### Your tasks
(a) In two sentences, sum up the post below about the descendants of Margaret Ann WILSON.
(b) Keep writing the post below about the descendants of Margaret Ann WILSON, starting right after its last sentence.

### Page
The Dawes card for Salina and Culosh list important information about their children and will be useful as more research is conducted on this branch of the family tree originating with Margaret Ann WILSON. The fact this information was generated in 1898 means that it is possible to locate this family in the 1900, 1910, 1920, 1930 and hopefully the 1940 census.

The children as we see are becoming adults and having families of their own. This is where the information in the census records can be useful. Communities of freedmen in Indian Territory remained close to their homes until about the 1930’s and 40 when you begin to see a migration to areas away from the countryside and state where they had established their families and homes.

Chickasaw Freedmen Land Allotment Application #2001 Salina HAWKINS p3 
Besides the use of Dawes Cards in recreating our family’s history another set of records can be very useful in discovering all there is about the people who make up our family. One such record is the land allotment application records that can be found at:

https://www.familysearch.org/search/collection/1390101?collectionNameFilter=true

When I looked through this file I discovered another descendant of Margaret Ann WILSON nee ALEXANDER. In the file of Margaret’s daughter Salina was a hand written letter by Salina inquiring about the land allotment for her daughter Maud PAYTON and Leroy PAYTON.

 Not only does this document provide vital information regarding additional people who descend from Margaret Ann WILSON but it also demonstrates that Salina could read and write based on the rear of the document that has her signature! 

We learn that Salina refers to herself as “Slinnie HAWKINS.” At the same time Salina refers to her husband as “Chulish HAWKINS.” Documents like this provide valuable information about our ancestors so we can reconnect our family and make it possible for future generations to truly know where they come from.


Chickasaw Freedmen Land Allotment Application #2001 Sallina HAWKINS p3 rear



As a result of this document several other people who descend from Margaret Ann WILSON emerge. Salina had a daughter Maud and a grandson that are enumerated on Chickasaw Freedman card #592 which provides the name of Maud’s husband and the father of her son Leroy PAYTON. On the rear of the card is the name of Maud’s father Jackson BAILEY is revealed, who appears to also have a Dawes card! As Indian Territory researchers we know the place where all of these people lived is provided on their Dawes card, which should help in locating them in the U.S. census later.

### Provided information
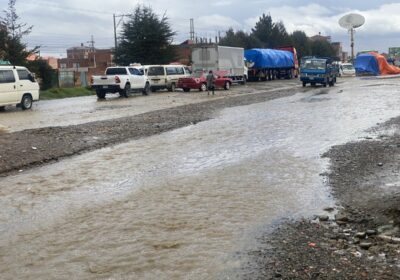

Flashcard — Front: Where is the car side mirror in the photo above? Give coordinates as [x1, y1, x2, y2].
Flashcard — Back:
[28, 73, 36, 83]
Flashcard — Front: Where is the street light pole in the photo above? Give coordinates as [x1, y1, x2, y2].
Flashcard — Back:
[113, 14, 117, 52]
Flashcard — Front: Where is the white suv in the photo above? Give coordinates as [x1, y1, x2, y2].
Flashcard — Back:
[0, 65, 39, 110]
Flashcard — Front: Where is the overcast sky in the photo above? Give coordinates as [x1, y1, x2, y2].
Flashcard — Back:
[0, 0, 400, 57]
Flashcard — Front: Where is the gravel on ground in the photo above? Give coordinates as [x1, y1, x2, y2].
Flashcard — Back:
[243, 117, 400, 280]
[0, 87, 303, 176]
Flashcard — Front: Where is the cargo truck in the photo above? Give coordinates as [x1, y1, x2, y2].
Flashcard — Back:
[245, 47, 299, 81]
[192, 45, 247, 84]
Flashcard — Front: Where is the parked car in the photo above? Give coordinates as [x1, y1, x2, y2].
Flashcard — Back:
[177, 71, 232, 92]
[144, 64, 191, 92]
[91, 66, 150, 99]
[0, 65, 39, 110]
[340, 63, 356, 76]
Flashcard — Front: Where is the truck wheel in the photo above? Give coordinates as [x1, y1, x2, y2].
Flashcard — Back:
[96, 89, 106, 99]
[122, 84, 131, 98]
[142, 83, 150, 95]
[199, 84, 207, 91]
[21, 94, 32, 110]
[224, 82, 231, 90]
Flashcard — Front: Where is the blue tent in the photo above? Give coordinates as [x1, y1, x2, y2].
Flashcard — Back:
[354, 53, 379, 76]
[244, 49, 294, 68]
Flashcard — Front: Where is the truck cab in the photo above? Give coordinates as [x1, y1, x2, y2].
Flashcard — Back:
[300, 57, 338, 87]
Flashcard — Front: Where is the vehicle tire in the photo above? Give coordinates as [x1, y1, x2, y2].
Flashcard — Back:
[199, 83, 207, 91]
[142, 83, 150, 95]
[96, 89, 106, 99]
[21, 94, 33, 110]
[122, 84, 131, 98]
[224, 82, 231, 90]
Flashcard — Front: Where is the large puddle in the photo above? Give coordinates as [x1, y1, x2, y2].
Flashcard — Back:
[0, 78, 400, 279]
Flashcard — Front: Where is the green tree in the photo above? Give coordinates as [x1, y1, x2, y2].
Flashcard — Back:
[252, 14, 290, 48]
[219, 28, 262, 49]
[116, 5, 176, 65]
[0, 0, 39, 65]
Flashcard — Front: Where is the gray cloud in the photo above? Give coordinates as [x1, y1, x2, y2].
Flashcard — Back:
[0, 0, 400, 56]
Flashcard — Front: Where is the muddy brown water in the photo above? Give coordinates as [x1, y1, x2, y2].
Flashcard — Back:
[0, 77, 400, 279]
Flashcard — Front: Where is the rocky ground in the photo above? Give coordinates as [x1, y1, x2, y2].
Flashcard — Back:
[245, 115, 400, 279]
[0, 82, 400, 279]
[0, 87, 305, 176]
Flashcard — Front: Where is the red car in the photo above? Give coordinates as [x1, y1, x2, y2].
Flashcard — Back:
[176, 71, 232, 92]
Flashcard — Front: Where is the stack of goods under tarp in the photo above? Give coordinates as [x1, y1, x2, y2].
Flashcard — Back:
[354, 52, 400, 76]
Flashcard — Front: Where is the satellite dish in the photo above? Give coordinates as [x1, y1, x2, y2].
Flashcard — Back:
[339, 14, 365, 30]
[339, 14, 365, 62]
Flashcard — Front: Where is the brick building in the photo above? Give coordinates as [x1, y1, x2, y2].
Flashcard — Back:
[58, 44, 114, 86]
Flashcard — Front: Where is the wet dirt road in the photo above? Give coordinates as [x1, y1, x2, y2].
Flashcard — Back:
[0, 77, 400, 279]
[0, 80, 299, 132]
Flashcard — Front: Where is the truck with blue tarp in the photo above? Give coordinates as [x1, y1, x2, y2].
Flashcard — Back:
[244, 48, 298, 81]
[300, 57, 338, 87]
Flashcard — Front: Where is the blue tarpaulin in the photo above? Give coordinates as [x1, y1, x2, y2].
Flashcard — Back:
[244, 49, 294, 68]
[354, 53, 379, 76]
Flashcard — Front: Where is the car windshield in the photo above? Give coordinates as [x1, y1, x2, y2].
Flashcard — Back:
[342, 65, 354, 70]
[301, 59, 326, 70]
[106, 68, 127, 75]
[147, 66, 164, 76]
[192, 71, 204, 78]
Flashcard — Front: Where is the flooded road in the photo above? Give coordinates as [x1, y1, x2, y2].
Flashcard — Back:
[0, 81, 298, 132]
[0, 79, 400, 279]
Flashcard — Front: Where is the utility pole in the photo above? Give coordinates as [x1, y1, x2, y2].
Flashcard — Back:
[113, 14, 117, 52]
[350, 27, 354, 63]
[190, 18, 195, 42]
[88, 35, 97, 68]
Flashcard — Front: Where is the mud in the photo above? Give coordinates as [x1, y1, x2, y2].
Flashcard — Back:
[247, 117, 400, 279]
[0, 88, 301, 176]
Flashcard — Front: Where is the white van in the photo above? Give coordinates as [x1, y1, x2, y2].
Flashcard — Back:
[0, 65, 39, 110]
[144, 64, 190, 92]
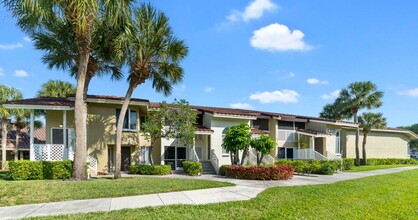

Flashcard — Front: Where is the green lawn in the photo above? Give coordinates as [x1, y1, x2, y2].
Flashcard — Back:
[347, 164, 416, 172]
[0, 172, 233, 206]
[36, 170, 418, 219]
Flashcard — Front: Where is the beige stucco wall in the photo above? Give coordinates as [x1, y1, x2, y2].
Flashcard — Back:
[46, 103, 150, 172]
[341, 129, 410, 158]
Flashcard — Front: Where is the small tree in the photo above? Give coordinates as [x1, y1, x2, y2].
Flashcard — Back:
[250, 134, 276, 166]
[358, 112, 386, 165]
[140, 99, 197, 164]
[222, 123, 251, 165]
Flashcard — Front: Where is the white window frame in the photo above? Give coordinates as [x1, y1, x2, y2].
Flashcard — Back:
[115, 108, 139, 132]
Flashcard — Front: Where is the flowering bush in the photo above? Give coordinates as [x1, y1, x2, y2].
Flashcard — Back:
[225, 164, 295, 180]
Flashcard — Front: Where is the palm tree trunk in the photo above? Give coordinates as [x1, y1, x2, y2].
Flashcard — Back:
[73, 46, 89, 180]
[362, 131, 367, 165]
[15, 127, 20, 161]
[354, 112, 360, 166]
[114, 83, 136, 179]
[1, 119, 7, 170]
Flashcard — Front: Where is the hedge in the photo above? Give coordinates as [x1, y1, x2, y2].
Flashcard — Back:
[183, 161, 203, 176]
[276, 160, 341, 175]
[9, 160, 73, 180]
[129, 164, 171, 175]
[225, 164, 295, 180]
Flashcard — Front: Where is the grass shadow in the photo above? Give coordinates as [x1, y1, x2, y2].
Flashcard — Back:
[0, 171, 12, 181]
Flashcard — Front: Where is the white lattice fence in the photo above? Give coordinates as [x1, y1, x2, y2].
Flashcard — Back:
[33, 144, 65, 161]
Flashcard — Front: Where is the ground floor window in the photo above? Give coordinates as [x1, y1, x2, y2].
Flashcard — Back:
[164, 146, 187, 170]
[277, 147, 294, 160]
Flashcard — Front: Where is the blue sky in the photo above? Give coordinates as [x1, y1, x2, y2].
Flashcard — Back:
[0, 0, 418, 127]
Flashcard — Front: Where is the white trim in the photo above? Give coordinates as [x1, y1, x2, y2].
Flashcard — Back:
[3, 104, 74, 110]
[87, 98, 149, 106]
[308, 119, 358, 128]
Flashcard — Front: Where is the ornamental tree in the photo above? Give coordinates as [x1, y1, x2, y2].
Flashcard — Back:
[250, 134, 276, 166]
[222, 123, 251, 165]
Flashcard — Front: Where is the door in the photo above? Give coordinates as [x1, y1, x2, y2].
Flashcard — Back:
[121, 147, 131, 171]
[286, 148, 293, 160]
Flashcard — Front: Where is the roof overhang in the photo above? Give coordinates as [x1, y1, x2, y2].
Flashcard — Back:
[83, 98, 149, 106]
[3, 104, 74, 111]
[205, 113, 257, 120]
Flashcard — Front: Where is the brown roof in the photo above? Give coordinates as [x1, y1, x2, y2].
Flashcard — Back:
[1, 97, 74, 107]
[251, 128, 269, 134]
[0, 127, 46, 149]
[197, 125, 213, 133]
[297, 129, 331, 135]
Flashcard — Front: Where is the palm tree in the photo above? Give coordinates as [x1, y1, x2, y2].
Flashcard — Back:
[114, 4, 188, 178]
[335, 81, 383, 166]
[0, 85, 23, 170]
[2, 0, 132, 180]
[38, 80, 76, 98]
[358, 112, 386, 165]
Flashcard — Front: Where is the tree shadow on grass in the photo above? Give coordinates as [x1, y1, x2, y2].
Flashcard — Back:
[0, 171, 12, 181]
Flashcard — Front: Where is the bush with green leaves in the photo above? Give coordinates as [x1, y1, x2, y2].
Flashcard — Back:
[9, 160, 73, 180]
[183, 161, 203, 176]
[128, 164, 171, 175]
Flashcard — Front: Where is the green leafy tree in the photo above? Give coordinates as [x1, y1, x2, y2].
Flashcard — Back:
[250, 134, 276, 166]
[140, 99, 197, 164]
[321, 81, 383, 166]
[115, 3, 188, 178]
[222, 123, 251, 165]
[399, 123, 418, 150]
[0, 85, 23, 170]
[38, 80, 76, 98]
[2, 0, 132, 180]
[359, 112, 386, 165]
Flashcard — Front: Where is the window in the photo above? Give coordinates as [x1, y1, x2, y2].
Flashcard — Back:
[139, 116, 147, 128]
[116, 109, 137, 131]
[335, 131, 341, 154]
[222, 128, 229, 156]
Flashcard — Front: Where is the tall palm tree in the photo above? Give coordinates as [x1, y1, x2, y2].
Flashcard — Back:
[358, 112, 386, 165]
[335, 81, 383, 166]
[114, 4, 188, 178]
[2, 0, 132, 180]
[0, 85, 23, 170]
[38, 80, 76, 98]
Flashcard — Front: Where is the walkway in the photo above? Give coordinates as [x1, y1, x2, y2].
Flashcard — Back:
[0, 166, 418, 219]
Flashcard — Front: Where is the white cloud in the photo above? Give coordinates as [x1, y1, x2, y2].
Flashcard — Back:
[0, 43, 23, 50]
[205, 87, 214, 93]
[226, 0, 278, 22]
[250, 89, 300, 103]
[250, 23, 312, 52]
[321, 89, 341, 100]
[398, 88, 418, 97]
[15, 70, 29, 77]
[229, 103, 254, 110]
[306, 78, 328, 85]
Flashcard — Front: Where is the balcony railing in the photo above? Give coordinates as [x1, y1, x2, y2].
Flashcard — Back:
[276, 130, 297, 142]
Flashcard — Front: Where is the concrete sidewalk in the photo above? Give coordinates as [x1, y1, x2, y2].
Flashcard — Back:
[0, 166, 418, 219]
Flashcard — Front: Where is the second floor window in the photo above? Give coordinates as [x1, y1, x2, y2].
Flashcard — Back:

### Responses by task
(a) Salina and Culosh's Dawes card, made in 1898, lists their children and should help find the family in the censuses from 1900 on, which becomes useful as the children grow up and start families of their own. A handwritten letter in Salina's land allotment file, asking about land for Maud PAYTON and Leroy PAYTON and signed on the back, shows that Salina could read and write and leads to more descendants of Margaret Ann WILSON, including those on Chickasaw Freedman card #592.

(b)
Maud PAYTON Chickasaw Freedwoman #592 front
Maud PAYTON Chickasaw Freedwoman #592 rear
What this record reveals it that before Salina was married Culosh HAWKINS at the time she enrolled her family gave birth to Maud from a relationship she had with Jackson BAILEY years before. This opens up other lines of inquiry and most importantly guides us to the M-1301 Oral Interview packet for both Maud PAYTON and Jackson BAILEY.

Chickasaw Freedmen M-1301 #592 Maud PAYTON p2
When I looked at the oral interview for Maud I was pleasantly surprised to see another ancestor that was the child of Margaret Ann WILSON and who I was acquainted with. In Maud’s interview were statements from her uncle William ALEXANDER who was enumerated on Chickasaw Freedman card number one.

William’s oral interview supporting his niece provides additional information about our extended family that was not readily known when I began researching and it demonstrates the value of the Dawes Commission records.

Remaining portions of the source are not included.